# Exercise goal
List each line in the records below that contains the word "window", treating uppercase and lowercase letters as distinct.

# Task data
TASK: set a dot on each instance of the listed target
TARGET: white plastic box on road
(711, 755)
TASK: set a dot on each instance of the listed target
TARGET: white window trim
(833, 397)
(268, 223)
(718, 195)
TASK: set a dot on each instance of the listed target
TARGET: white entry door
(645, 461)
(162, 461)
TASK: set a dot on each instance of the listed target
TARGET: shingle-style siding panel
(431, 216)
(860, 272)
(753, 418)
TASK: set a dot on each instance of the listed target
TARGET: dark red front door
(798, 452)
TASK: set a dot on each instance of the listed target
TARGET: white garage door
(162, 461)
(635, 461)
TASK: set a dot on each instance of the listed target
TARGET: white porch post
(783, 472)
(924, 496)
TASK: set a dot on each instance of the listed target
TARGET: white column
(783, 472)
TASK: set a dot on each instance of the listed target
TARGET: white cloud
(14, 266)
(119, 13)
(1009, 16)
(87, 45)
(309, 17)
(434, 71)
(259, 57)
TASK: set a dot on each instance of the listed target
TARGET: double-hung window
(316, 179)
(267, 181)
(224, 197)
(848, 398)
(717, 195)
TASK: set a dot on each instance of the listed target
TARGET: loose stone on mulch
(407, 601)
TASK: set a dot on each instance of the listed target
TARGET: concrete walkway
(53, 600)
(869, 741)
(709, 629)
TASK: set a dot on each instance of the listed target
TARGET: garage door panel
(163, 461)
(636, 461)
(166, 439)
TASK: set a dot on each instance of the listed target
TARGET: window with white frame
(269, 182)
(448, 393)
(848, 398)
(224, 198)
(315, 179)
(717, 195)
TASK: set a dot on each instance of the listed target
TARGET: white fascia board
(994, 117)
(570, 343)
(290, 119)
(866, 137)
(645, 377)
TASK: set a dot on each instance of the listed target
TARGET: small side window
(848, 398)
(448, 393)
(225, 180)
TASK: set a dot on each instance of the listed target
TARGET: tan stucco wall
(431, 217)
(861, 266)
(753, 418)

# Output
TARGET: white window trim
TARGET: double-hung window
TARGET: window with white frame
TARGET: small side window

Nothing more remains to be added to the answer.